**Exercise**
Give the lines below again exactly, starting with the line that holds "Query: pasta with tomato sauce" and going on through the line that holds "Task: annotate every instance of the black plate".

Saved entries:
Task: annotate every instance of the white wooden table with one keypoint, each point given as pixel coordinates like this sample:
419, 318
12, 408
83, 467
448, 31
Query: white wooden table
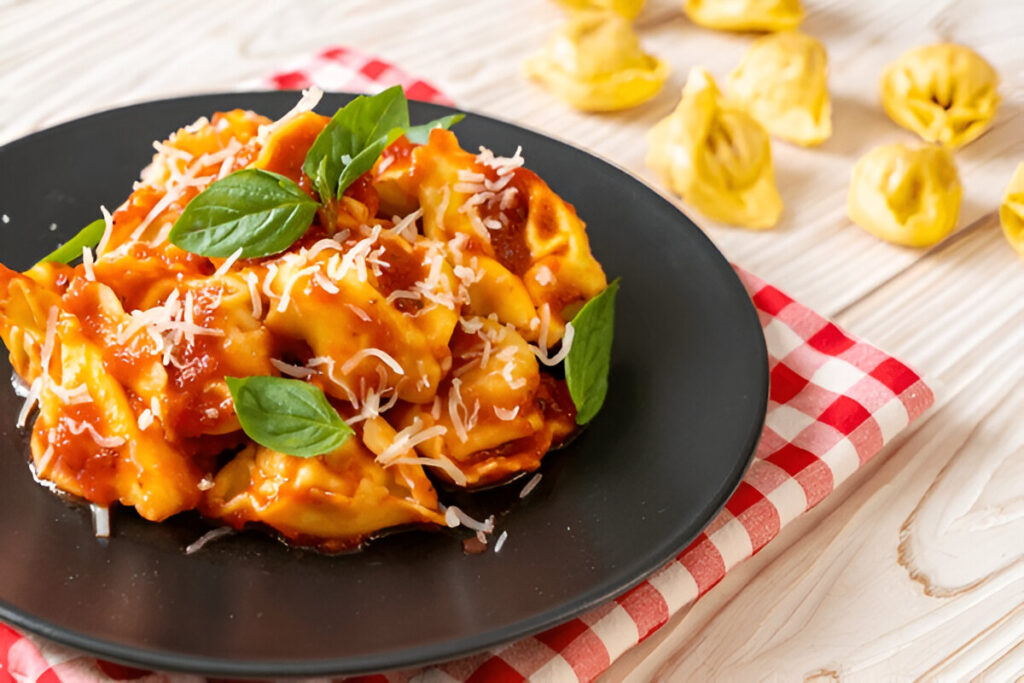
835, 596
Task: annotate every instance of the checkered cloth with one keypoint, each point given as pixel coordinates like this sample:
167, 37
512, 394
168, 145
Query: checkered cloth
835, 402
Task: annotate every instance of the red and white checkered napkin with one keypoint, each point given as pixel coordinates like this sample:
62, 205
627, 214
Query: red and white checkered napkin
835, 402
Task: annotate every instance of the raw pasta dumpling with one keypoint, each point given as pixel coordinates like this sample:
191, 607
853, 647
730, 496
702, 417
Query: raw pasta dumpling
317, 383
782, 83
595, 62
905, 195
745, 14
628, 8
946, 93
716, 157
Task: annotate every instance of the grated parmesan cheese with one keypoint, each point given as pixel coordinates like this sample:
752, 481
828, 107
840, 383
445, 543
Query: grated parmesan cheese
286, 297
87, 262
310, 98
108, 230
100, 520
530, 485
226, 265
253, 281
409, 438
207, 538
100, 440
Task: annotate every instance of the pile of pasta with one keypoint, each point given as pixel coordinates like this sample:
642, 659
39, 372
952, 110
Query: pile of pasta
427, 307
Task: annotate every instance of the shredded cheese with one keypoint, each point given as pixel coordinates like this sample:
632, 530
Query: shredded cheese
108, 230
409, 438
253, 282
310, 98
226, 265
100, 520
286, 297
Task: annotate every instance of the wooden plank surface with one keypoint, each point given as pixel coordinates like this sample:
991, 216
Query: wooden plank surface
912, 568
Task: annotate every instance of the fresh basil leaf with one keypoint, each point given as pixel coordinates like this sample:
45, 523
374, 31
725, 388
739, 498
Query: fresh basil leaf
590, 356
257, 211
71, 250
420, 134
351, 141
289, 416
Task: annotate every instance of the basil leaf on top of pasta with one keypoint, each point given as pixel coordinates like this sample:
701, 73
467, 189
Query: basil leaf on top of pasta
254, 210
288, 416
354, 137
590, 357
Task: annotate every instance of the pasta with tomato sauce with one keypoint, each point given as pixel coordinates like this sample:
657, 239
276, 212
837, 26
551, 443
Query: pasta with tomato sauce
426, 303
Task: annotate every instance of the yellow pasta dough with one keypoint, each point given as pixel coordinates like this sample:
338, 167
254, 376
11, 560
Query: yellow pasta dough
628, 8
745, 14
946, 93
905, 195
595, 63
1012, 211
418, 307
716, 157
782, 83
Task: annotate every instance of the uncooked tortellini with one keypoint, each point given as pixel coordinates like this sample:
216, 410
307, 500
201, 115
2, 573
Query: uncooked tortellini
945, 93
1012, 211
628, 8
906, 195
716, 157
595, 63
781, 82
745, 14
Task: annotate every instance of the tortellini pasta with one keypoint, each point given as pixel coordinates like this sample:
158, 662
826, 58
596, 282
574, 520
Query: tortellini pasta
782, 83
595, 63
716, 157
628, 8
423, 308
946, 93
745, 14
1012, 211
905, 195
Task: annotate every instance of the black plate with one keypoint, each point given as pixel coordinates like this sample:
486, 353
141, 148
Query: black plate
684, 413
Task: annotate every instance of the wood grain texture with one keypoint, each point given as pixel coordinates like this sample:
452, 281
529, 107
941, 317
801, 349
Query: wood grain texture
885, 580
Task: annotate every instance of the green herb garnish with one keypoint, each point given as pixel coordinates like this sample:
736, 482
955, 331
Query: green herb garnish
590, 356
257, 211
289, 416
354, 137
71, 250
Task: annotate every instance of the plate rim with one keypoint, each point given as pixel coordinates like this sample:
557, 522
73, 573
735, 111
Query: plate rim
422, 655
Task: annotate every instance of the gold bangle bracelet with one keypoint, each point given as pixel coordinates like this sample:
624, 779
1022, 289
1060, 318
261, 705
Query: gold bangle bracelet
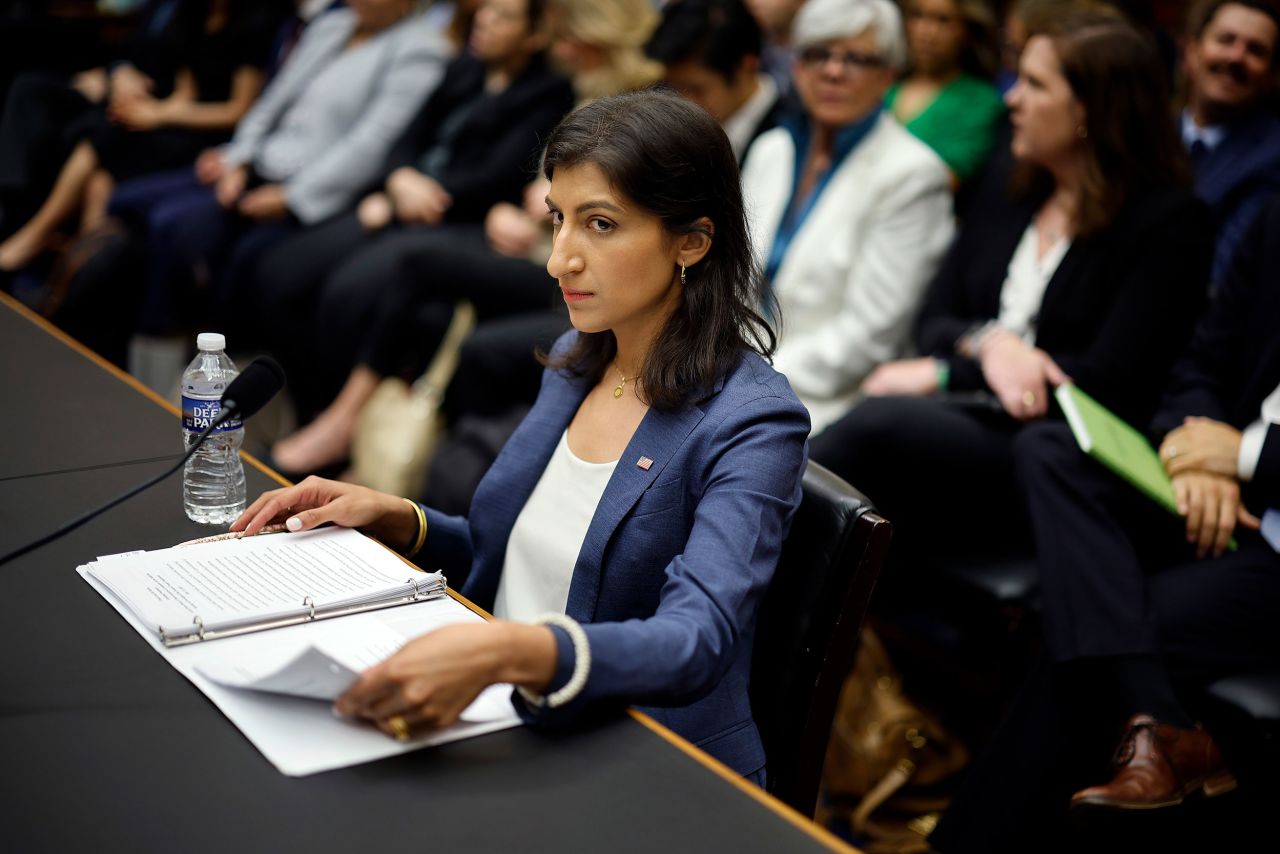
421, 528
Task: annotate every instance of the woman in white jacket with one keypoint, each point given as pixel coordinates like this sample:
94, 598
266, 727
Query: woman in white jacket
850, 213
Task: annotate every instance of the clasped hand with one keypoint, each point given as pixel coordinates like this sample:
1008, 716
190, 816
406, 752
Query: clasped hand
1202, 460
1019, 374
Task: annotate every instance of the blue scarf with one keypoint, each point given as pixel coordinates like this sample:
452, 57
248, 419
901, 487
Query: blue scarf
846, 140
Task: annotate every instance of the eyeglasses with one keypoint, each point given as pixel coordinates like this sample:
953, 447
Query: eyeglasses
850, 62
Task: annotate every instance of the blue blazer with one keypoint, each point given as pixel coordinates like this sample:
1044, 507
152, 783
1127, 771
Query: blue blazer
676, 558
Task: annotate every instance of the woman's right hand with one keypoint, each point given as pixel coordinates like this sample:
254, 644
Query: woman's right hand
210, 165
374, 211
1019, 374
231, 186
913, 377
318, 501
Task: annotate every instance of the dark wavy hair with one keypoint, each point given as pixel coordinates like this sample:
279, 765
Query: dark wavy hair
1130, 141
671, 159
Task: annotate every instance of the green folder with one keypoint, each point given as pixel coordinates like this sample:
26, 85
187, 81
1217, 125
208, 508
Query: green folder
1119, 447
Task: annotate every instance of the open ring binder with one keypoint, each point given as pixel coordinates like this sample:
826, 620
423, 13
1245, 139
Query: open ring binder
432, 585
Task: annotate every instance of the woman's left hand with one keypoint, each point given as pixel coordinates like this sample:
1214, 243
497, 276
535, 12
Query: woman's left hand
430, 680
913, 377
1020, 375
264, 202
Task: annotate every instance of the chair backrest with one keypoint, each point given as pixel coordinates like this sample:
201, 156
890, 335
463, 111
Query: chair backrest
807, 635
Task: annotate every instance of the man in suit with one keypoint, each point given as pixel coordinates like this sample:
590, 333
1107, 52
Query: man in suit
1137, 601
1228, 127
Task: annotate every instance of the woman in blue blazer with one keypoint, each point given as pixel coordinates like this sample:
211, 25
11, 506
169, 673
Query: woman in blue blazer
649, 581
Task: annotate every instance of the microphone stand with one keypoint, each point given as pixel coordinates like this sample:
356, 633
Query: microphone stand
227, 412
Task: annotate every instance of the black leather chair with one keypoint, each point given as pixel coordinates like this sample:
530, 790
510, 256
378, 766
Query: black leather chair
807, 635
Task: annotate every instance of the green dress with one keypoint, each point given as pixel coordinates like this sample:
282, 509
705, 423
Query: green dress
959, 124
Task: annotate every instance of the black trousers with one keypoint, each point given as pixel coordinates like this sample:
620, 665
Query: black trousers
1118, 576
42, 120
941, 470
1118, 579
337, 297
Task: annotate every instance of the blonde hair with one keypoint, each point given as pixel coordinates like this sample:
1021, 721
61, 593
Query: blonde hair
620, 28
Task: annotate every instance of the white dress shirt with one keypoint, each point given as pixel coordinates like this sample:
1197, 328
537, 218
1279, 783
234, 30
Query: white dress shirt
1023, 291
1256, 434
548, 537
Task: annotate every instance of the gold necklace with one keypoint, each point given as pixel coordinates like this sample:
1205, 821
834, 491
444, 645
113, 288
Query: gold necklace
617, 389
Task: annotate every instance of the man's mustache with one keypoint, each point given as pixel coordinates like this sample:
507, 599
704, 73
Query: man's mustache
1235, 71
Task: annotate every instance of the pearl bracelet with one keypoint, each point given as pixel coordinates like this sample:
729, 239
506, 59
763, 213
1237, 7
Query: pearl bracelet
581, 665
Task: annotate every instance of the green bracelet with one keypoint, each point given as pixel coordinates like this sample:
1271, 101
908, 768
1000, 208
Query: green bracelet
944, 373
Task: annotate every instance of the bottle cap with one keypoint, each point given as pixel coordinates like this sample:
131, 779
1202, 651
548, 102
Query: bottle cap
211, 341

---

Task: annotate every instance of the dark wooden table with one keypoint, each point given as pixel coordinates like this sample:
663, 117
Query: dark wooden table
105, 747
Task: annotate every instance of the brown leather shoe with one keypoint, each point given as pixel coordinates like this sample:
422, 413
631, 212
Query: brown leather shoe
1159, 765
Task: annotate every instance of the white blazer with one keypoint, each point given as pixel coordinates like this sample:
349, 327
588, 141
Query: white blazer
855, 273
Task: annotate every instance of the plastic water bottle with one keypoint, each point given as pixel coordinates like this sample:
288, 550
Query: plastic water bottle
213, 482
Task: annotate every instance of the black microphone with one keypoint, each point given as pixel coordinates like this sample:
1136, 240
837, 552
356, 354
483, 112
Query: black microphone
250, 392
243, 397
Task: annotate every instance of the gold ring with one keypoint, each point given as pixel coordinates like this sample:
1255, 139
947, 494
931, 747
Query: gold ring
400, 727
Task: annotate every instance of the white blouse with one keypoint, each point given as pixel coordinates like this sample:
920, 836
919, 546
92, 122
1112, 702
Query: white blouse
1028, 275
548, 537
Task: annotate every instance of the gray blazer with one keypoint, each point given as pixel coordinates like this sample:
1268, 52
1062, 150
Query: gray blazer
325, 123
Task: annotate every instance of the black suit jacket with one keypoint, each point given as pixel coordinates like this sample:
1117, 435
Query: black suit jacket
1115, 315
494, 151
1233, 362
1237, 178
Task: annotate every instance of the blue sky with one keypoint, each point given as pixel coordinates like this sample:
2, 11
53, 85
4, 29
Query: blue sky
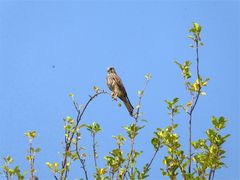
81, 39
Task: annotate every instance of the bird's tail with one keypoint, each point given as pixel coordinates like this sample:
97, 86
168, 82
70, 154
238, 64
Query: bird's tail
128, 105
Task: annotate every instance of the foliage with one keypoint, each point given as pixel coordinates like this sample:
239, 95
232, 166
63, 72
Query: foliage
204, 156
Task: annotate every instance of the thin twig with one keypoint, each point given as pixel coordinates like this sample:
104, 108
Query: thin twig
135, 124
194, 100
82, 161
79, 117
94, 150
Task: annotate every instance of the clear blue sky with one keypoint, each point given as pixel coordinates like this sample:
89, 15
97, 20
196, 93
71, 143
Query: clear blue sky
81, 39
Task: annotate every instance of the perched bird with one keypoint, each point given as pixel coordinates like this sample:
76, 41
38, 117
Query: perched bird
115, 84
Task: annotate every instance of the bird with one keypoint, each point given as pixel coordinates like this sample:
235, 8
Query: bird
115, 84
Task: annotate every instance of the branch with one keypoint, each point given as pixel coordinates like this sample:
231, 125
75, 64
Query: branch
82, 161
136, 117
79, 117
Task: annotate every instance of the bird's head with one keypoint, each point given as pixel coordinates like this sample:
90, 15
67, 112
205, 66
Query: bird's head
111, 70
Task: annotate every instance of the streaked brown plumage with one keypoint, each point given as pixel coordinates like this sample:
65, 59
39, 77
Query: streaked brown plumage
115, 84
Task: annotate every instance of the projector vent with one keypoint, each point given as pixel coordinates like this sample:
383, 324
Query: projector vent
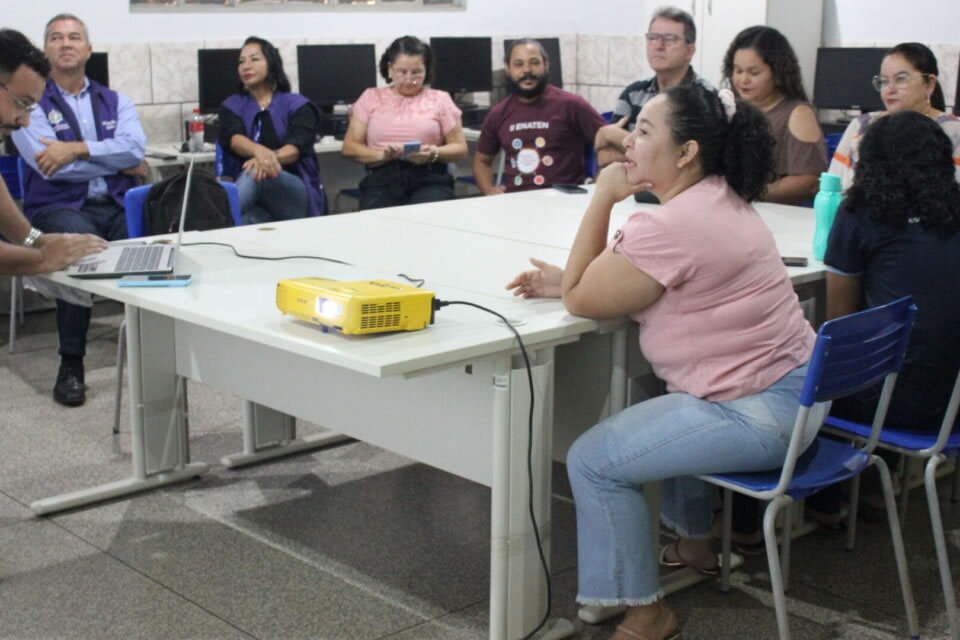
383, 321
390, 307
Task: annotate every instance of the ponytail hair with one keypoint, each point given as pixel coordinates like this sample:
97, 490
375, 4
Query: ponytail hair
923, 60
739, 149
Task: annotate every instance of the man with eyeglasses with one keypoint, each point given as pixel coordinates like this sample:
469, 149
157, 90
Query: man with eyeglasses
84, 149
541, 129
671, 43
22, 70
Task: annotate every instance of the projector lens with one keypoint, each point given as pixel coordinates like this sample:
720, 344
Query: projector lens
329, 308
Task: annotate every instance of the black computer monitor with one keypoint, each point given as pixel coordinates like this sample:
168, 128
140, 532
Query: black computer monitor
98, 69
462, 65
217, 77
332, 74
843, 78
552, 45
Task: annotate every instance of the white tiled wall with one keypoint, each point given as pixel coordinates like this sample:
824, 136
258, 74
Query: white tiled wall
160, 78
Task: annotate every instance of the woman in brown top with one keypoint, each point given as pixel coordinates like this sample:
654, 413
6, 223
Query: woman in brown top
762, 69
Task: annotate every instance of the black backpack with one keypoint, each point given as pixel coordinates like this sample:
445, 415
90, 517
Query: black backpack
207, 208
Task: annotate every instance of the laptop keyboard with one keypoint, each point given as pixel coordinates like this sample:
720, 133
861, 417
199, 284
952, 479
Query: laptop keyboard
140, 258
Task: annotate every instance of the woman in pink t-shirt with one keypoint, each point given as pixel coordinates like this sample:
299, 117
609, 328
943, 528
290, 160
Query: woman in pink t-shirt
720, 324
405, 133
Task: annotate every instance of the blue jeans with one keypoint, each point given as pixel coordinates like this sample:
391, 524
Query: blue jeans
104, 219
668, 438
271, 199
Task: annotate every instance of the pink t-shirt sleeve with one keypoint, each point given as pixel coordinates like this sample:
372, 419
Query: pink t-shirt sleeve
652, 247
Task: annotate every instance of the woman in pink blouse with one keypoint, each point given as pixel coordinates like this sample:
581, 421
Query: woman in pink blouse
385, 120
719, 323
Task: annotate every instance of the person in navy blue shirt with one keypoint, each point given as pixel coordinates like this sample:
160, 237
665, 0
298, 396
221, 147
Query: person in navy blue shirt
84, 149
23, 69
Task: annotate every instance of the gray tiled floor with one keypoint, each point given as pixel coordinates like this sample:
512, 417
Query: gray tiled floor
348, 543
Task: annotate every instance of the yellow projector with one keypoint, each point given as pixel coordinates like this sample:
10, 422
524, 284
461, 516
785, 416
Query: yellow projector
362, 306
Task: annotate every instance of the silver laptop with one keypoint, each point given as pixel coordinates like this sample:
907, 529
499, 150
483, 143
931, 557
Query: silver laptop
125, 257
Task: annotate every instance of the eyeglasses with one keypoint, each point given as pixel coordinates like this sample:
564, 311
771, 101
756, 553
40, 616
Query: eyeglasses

--

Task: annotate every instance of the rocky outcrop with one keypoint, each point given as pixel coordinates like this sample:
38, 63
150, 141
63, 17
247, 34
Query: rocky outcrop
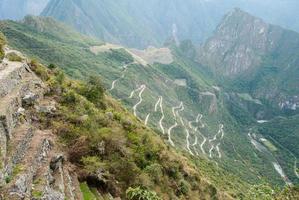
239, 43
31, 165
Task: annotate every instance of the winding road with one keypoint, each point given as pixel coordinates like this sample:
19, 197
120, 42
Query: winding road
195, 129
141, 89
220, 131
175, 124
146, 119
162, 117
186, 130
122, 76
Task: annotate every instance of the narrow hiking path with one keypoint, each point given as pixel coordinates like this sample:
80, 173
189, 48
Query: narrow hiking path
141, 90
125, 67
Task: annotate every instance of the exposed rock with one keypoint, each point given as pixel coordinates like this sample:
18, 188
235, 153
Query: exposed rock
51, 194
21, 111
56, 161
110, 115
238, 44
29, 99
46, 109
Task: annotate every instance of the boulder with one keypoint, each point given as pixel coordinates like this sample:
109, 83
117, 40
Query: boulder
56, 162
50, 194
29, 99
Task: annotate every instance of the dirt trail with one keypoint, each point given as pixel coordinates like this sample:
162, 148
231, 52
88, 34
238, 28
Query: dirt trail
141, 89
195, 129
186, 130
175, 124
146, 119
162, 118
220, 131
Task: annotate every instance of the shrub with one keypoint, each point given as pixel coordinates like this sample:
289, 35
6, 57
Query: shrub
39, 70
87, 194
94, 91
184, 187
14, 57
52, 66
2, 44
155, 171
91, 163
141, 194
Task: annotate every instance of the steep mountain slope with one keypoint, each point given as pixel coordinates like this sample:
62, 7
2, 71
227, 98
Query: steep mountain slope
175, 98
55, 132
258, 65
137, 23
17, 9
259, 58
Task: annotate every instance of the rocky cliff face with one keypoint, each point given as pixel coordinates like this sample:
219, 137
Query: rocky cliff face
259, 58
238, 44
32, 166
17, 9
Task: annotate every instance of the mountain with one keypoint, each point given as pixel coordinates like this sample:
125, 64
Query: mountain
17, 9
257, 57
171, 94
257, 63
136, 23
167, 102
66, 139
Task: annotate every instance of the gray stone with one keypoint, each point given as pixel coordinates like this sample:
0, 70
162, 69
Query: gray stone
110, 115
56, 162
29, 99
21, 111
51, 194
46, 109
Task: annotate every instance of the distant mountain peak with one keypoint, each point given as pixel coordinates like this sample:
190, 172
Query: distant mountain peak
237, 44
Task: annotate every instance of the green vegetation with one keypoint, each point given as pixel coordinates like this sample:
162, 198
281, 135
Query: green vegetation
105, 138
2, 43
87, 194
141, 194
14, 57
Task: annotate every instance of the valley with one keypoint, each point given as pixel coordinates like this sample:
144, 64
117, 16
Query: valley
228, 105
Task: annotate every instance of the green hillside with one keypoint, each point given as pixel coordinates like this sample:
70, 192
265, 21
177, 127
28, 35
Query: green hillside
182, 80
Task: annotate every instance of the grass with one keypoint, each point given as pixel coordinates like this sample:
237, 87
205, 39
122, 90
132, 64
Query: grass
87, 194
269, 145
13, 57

**Exercise solution**
Query: pasta with tomato sauce
426, 303
Task: annotate every instance of the yellow pasta dough with one keypoint, each point given as pixel coordinates like this sample:
338, 167
254, 376
11, 560
Query: yellow pasta dough
628, 8
745, 14
946, 93
905, 195
595, 63
1012, 211
418, 307
716, 157
782, 83
Task: annotate every instance of the uncooked tortellini with one keypoint, each point given as pixel coordinates like this sample:
216, 410
307, 500
201, 115
2, 573
Query: uncooked tortellini
945, 93
1012, 211
628, 8
906, 195
716, 157
595, 63
781, 82
745, 14
Task: annotate every instance of the tortellini pasta with one keypoint, each point given as pixel coordinates like this sample:
158, 662
826, 58
596, 282
574, 520
Query: tortellini pasta
782, 83
595, 63
716, 157
628, 8
423, 308
946, 93
745, 14
1012, 211
905, 195
Task: annotate every instance of the black plate with one keypoint, each point given as pixel coordinates like this sample:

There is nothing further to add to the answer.